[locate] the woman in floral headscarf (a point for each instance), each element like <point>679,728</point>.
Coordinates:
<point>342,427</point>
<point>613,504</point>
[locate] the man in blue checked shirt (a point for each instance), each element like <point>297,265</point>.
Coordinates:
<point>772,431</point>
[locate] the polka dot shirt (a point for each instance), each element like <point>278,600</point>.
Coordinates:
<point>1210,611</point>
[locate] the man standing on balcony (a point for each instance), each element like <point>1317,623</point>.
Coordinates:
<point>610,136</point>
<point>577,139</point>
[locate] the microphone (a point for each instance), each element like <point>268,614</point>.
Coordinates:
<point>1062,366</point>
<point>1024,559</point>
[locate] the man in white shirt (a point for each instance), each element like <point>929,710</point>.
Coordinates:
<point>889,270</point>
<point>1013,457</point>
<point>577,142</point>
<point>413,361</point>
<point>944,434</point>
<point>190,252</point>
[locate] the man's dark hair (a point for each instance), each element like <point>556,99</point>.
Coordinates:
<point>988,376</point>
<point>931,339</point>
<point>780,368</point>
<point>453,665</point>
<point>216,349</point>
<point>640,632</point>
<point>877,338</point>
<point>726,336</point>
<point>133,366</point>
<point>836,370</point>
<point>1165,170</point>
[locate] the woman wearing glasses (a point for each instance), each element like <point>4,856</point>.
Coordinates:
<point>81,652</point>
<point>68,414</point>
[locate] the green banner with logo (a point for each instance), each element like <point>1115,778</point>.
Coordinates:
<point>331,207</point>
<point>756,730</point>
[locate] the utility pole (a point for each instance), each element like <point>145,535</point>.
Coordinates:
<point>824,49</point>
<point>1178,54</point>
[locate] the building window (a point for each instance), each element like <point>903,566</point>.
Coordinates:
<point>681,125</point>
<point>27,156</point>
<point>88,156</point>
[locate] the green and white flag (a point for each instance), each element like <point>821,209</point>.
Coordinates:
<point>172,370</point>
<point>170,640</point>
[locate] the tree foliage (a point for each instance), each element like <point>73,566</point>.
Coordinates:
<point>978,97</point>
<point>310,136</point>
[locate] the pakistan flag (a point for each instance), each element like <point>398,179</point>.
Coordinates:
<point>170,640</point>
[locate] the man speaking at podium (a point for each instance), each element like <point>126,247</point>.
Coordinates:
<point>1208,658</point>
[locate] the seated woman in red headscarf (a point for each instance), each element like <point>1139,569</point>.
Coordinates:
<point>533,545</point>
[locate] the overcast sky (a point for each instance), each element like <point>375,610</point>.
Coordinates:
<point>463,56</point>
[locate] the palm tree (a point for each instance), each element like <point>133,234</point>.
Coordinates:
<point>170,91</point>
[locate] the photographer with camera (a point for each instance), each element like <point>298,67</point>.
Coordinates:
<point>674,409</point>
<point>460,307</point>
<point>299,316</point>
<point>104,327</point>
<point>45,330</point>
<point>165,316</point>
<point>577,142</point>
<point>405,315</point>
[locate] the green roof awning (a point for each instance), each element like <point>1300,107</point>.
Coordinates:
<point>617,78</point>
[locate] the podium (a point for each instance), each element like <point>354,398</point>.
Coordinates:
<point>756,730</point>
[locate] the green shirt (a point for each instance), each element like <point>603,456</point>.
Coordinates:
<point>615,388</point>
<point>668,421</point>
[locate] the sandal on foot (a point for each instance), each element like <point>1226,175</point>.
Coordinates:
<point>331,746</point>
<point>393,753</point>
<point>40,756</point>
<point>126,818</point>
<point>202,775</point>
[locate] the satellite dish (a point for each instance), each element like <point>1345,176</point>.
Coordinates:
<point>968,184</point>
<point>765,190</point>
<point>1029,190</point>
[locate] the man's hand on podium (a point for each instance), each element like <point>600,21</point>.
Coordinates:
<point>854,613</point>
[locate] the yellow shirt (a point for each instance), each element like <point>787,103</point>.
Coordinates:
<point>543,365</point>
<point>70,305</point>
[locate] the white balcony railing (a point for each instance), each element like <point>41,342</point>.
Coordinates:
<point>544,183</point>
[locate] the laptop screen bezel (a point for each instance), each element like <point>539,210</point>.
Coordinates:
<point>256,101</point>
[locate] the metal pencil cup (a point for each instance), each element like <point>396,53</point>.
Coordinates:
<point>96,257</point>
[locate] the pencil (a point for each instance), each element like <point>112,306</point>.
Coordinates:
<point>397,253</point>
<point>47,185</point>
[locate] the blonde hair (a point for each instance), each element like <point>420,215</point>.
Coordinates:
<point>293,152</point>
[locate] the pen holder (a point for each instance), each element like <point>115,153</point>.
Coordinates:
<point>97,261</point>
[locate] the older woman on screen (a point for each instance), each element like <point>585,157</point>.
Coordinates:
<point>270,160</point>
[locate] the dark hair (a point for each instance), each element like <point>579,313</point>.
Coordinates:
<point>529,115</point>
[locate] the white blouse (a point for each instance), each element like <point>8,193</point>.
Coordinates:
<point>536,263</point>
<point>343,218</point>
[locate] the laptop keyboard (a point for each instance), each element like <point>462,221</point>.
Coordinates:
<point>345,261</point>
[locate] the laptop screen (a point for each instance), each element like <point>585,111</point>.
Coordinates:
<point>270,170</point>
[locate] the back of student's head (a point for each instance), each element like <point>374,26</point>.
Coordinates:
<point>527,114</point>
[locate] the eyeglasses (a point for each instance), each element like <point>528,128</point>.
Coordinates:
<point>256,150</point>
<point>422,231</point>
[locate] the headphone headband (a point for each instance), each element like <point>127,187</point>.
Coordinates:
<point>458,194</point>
++++
### [PROBLEM REQUIREMENTS]
Swap "balcony" for "terrace" in the rows from the line with "[locate] the man standing" to the line with "<point>577,139</point>", and write out only those lines again with everything else unchanged.

### [RESPONSE FOR THIS EXERCISE]
[locate] the man standing on terrace (a point for each instance), each element like <point>1317,623</point>.
Coordinates:
<point>610,136</point>
<point>577,139</point>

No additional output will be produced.